- [Problem statement] Filter the records down to the lines that hold the word "breast", and copy each of those lines.

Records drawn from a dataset
- - -

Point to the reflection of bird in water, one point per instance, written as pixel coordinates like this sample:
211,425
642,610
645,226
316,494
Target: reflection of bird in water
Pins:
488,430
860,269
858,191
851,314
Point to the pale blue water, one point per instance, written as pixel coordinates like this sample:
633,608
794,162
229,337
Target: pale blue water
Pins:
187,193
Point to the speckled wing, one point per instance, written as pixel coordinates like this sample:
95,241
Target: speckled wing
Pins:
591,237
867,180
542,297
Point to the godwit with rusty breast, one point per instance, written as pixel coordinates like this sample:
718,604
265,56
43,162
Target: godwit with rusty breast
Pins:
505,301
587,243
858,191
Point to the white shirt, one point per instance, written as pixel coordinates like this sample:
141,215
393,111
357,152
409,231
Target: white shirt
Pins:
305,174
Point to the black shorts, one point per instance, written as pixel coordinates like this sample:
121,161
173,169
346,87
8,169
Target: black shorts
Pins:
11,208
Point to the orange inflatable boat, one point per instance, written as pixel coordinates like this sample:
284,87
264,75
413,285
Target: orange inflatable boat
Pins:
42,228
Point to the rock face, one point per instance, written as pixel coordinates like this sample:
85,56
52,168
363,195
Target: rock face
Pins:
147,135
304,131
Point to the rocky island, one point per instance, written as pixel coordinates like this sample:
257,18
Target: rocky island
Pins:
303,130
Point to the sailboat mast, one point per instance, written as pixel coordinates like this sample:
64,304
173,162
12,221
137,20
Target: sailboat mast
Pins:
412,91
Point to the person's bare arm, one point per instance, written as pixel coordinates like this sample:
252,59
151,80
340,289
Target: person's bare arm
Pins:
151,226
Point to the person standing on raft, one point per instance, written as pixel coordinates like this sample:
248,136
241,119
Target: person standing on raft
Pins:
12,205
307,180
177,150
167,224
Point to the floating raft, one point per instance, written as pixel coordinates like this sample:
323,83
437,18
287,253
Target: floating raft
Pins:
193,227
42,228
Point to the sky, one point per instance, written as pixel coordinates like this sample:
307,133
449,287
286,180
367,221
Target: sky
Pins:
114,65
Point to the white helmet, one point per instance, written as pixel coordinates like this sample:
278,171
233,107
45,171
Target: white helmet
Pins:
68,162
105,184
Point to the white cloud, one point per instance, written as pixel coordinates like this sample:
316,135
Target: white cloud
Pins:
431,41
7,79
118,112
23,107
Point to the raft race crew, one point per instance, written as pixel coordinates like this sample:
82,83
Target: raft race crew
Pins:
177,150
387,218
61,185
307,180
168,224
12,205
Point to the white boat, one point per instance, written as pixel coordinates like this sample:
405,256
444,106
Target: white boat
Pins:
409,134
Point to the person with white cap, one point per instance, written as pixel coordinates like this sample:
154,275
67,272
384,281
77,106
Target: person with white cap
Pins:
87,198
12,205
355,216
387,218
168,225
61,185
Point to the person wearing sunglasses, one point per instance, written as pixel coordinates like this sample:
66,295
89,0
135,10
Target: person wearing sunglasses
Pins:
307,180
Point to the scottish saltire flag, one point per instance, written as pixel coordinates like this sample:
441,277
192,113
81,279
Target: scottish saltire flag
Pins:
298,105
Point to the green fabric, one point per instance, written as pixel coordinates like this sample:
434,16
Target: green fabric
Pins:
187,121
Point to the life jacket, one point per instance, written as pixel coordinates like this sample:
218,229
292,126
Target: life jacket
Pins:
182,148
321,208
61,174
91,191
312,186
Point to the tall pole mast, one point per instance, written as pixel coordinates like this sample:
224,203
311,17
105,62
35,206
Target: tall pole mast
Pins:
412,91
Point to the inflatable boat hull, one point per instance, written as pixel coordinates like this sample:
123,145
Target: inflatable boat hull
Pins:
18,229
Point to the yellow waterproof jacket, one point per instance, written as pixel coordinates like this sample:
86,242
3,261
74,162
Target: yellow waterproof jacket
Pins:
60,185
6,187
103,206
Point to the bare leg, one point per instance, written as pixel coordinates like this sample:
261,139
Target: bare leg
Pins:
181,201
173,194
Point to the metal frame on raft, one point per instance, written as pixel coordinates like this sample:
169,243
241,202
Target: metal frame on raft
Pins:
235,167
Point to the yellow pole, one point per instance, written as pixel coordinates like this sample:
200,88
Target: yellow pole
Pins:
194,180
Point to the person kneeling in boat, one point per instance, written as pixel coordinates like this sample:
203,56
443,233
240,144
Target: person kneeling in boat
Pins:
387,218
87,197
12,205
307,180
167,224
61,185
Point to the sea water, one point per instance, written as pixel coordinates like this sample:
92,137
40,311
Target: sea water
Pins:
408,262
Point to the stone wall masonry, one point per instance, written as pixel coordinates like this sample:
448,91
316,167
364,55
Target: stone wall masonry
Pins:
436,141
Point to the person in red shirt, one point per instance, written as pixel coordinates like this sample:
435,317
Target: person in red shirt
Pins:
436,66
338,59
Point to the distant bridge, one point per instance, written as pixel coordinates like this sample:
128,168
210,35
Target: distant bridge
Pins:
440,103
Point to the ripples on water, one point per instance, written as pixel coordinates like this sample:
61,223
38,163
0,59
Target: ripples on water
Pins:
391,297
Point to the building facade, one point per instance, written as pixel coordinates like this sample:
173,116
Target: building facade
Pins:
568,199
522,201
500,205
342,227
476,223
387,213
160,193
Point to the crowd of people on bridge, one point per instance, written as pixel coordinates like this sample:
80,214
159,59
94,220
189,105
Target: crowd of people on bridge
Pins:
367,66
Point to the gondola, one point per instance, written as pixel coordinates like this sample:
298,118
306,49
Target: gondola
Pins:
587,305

- - -

- [Task output]
Point to the godwit with rusty breast, one point per instance, written as pixel coordinates like this sample:
Target: godwit with rusty breast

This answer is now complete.